**** THE INPUT ****
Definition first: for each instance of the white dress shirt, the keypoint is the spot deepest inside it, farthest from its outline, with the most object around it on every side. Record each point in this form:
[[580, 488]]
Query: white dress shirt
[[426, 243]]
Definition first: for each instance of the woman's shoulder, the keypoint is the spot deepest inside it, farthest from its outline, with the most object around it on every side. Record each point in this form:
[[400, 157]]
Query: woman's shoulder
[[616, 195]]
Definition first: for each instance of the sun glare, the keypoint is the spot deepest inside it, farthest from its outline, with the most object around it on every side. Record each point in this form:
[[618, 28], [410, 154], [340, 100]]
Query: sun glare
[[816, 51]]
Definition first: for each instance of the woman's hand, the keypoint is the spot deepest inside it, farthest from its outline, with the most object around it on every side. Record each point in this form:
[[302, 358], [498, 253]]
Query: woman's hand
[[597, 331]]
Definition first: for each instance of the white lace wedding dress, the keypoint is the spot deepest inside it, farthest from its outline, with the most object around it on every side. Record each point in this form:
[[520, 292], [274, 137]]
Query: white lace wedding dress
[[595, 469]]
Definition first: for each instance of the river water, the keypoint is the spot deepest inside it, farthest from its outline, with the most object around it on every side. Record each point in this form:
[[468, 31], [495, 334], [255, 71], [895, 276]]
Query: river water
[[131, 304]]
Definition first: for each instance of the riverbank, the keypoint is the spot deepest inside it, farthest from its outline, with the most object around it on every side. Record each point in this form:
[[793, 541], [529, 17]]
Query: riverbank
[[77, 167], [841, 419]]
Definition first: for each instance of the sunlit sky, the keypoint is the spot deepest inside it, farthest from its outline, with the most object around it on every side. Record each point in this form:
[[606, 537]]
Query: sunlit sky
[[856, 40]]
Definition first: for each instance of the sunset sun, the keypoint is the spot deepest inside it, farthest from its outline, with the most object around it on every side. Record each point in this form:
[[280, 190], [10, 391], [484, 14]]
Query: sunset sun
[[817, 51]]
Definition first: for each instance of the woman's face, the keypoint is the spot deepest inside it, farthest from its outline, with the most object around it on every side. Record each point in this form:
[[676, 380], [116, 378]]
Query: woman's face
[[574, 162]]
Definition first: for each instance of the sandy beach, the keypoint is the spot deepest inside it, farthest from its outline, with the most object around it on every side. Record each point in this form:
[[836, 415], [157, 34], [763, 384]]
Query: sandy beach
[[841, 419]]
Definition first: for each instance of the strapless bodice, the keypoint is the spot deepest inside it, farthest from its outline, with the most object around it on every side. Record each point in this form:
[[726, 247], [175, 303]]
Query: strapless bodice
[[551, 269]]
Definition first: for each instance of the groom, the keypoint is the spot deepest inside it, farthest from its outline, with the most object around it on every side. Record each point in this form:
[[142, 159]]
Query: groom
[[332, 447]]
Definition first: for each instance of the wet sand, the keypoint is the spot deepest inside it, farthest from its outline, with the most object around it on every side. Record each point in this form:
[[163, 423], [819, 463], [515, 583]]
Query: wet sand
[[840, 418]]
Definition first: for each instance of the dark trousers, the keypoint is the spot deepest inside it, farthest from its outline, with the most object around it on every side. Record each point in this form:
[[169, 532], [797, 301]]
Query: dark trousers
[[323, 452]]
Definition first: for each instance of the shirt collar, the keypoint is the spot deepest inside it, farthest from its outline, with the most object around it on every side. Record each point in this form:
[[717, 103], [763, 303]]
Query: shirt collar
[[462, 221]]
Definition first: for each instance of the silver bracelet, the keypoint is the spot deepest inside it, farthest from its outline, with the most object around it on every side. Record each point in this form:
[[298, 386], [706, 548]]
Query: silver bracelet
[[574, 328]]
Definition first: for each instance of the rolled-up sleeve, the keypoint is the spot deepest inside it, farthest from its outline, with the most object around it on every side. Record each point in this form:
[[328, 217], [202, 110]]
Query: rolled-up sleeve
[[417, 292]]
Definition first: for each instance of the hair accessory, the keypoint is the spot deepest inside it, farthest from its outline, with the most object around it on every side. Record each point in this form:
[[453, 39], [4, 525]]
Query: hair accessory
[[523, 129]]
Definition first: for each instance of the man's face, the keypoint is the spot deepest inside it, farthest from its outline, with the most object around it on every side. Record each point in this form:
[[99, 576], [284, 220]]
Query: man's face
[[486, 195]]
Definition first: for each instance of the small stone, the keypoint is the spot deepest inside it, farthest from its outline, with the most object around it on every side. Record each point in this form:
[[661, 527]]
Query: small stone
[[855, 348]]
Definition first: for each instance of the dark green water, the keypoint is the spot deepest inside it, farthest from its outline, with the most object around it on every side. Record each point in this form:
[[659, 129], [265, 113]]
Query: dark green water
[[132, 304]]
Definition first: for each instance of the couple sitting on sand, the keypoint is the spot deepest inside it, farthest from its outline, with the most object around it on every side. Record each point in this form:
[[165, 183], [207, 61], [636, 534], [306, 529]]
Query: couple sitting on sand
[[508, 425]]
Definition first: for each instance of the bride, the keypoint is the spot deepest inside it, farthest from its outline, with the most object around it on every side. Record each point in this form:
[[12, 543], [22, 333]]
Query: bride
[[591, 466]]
****
= PROBLEM DETAILS =
Please reproduce all of the entries above verbatim, every line unchanged.

= ANSWER TO THE EXERCISE =
Definition first: for each instance of the white dress shirt, the keypoint is the spot deepest inside it, farthest from its outline, with the most object around it on every side. Record each point in this form:
[[580, 488]]
Query: white dress shirt
[[426, 243]]
Definition first: for each instance of the woman's shoulder, the keypoint is the spot deepest inside it, farthest from its outline, with the most object around it on every side. Record each point in this form:
[[400, 157]]
Query: woman's shoulder
[[616, 195]]
Definition first: for each instance of the sun glare, the keypoint is the spot deepest inside it, farthest from its outline, with the most object around it on every side. Record each point in this form:
[[618, 28], [410, 154], [340, 100]]
Query: sun glare
[[816, 51]]
Definition first: for each instance of the woman's hand, the keypoint is the spot deepest inside it, farthest from its outline, with the most object around it on every side. Record each point in this form:
[[302, 358], [498, 253]]
Query: woman's hand
[[597, 331]]
Definition first: for each instance of the white lace wedding dress, the keypoint is the spot deepest inside it, farthest from its outline, with the most object around it on every side. Record each point in this form:
[[520, 292], [274, 137]]
Query: white lace wedding dress
[[595, 469]]
Definition first: for each instance of the river water, the keypoint is the spot deepest inside it, farthest from its outline, with the most object around it on every side. Record each point in this form:
[[468, 31], [495, 334], [255, 71], [895, 276]]
Query: river water
[[131, 304]]
Definition first: for each instance of the riverbank, the keypoint is the spot deepest inside it, farthest from its outline, with the most object around it on every side. Record each point in this form:
[[793, 541], [529, 17]]
Query: riverbank
[[77, 167], [841, 419]]
Definition first: for each instance of the sunlit sky, the keypoint is the spot deepest inside it, farthest from its outline, with the most object around it on every side. Record each point in this form:
[[606, 537]]
Query: sunlit sky
[[856, 40]]
Definition first: for each instance of the sunset sun, the keypoint is the spot deepest inside it, farthest from its outline, with the most object around it on every side. Record each point in this form:
[[280, 190], [10, 391], [484, 14]]
Query: sunset sun
[[817, 51]]
Definition first: for each instance of the woman's face, the keypoint is the spot deepest inside it, farthest from its outline, with the most object around it on every side. Record each point in this form:
[[676, 380], [116, 378]]
Query: woman's face
[[574, 162]]
Definition first: for each instance of the sandy beach, the keypoint is the spot deepest inside it, farthest from its outline, with the most object around it on every side. Record each point in this form:
[[836, 415], [157, 34], [763, 384]]
Query: sandy beach
[[841, 419]]
Definition first: for each instance of the strapless bodice, the keypoint is the spot deepest inside it, farthest from its outline, with the most object around it on every side. Record each point in this form:
[[726, 247], [175, 303]]
Query: strapless bodice
[[551, 269]]
Definition first: for each instance of the groom, the keypoint is the spot deepest inside it, farthest from its outline, with the most object around it on every side. Record each point in this form:
[[142, 159]]
Query: groom
[[332, 447]]
Definition first: for each instance of the wet sand, the keypoint is the spot deepest inside it, farthest from its outline, with the most object around it on every side. Record each point in this form:
[[163, 423], [819, 463], [515, 583]]
Query: wet sand
[[840, 418]]
Definition first: for each instance of the dark trousers, the keypoint is the spot deepest inside it, farthest from its outline, with the most object around it on every side. Record each point in this form:
[[169, 532], [797, 301]]
Query: dark trousers
[[323, 452]]
Definition first: for each instance of the shirt collar, the keypoint is the spot deepest inside it, farthest from its outline, with the most object around it on every side. Record each point in this form:
[[717, 103], [763, 303]]
Query: shirt collar
[[462, 221]]
Definition first: for each instance of the silver bracelet, the keypoint is the spot deepest inside it, farthest from its outline, with the most object around it on every side. Record each point in this form:
[[298, 386], [706, 548]]
Query: silver bracelet
[[574, 328]]
Definition first: for each instance of the rolled-up sleeve, the keypoint is the spot deepest inside it, farthest from its outline, with the most object around it on every side. Record each point in this form:
[[328, 217], [202, 110]]
Query: rolled-up sleeve
[[417, 292]]
Definition first: for each instance of the hair accessory, the keypoint is the spot deepest inside it, farthest from its outline, with the most object around it on every side. Record each point in this form:
[[453, 39], [4, 525]]
Query: hair accessory
[[523, 129]]
Definition first: for each instance of the man's face, the keypoint is the spot deepest inside it, farthest from its outline, with the most object around it on every side. Record each point in this form:
[[99, 576], [284, 220]]
Query: man's face
[[486, 195]]
Definition first: for each instance of the small stone, the keypoint is the spot deepest inside it, farthest from its outline, with the most object around it on every side. Record each point in this form:
[[661, 527]]
Query: small stone
[[855, 348]]
Definition first: for each instance of the dark green water, the keypoint is the spot deepest inside it, farthest from its outline, with the most object around it on every side. Record each point in this form:
[[659, 129], [265, 113]]
Query: dark green water
[[132, 304]]
Definition first: for each instance of the couple sitting on sand, the keypoint is the spot deepest inside it, farthest from its outline, with the most object around it on every side. Record each point in this form:
[[165, 183], [207, 61], [636, 534], [306, 529]]
Query: couple sitting on sand
[[508, 425]]
Definition first: for each instance of the bride, the keypoint is the spot deepest inside it, farthest from its outline, with the most object around it on every side. Record each point in this form:
[[12, 543], [22, 333]]
Query: bride
[[591, 466]]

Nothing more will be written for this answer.